◆ **WHAT YOU HAVE TO DO**
Reproduce every line of the items, starting with the first one and going on through the line containing "[0,0,253,684]". Increase each bounding-box coordinate in the results by 137, and leave all other lines unchanged.
START MATERIAL PROVIDED
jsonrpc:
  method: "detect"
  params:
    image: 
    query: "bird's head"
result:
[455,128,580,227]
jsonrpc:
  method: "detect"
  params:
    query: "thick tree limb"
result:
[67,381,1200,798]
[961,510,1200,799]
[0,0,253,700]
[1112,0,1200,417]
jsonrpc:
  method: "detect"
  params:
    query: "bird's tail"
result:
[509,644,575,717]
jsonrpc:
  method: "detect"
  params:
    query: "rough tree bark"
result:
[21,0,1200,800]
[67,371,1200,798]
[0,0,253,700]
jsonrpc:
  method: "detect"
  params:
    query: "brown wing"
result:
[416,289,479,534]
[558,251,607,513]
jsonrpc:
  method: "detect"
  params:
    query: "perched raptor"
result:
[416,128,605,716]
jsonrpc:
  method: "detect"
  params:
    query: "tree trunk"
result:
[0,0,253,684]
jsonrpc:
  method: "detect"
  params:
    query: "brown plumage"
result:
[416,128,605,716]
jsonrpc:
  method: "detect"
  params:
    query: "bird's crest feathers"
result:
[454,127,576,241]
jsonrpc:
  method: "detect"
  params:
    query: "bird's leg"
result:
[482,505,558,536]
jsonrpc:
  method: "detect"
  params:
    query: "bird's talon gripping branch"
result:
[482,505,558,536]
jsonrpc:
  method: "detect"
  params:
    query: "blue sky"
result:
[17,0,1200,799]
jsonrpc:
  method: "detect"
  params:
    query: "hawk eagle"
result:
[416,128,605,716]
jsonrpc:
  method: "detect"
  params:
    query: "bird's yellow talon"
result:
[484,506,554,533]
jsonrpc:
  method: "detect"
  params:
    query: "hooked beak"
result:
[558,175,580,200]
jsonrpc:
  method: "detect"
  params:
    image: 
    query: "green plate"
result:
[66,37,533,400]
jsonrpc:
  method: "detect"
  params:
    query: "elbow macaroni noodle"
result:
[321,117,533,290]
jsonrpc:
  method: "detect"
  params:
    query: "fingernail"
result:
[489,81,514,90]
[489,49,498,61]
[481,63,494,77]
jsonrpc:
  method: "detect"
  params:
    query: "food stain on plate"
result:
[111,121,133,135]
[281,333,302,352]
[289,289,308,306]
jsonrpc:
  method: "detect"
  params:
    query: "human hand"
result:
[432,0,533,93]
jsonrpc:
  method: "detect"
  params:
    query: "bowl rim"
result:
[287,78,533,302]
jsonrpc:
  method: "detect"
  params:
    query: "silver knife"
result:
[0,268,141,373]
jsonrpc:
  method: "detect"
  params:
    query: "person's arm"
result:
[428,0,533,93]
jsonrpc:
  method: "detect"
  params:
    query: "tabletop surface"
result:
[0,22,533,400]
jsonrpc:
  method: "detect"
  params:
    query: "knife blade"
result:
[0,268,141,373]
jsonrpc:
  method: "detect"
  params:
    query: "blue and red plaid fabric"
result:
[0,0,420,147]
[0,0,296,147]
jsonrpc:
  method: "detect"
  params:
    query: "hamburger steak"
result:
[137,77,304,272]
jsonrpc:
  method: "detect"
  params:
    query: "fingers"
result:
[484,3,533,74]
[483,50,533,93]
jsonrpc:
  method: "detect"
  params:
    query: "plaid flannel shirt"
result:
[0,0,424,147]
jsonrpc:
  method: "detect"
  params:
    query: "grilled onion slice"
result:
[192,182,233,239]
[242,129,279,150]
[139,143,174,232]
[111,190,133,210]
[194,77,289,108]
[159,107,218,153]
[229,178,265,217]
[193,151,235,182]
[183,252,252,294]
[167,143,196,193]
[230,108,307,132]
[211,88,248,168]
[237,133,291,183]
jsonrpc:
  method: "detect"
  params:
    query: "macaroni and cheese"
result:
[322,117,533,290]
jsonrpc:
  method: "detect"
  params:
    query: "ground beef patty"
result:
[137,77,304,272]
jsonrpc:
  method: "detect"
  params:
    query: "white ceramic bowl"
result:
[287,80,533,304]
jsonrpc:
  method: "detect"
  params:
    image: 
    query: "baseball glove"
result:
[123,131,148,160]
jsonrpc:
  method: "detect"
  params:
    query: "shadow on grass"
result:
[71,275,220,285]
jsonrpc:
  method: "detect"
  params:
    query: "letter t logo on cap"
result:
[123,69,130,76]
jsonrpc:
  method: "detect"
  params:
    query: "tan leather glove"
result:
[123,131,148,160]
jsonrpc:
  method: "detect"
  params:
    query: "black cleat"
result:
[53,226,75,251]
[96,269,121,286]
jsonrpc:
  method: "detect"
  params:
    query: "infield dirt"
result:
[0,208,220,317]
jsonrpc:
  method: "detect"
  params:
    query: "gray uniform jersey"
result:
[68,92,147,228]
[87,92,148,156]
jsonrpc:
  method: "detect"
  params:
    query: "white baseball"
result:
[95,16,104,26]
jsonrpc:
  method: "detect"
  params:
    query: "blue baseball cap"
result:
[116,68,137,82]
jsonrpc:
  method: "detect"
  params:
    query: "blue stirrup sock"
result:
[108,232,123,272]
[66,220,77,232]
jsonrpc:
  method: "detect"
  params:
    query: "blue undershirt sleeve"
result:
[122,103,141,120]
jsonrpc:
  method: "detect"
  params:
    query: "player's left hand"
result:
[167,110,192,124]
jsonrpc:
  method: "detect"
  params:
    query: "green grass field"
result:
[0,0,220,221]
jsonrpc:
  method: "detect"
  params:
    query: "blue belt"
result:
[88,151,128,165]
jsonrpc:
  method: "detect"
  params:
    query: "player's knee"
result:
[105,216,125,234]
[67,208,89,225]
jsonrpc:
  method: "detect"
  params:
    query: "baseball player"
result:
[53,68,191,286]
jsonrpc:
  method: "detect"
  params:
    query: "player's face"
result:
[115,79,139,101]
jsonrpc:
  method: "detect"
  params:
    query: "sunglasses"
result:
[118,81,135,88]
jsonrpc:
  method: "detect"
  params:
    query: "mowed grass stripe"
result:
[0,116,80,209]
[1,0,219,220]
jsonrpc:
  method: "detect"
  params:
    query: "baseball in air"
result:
END MATERIAL PROVIDED
◆ **SOLUTION TO THIS PROBLEM**
jsonrpc:
  method: "detect"
  params:
    image: 
    query: "bird's head"
result:
[592,265,717,364]
jsonrpc:
  method: "detect"
  params:
    query: "thick tree limb"
result:
[204,518,1337,935]
[1098,647,1337,936]
[137,137,390,837]
[1249,137,1337,554]
jsonrpc:
  method: "detect"
  params:
    query: "bird's tail"
result:
[646,781,712,854]
jsonrpc:
  method: "detect"
  params:
    query: "rough tree bark"
result:
[158,137,1337,937]
[204,508,1337,935]
[137,137,390,837]
jsonrpc:
  method: "detect"
  params:
    query: "brown wing"
result:
[553,426,616,671]
[695,388,744,650]
jsonrpc:
  method: "detect"
  params:
    query: "perched raptor"
result:
[553,265,742,853]
jsonrpc:
  method: "detect"
  params:
    query: "tree trunk"
result:
[137,137,390,821]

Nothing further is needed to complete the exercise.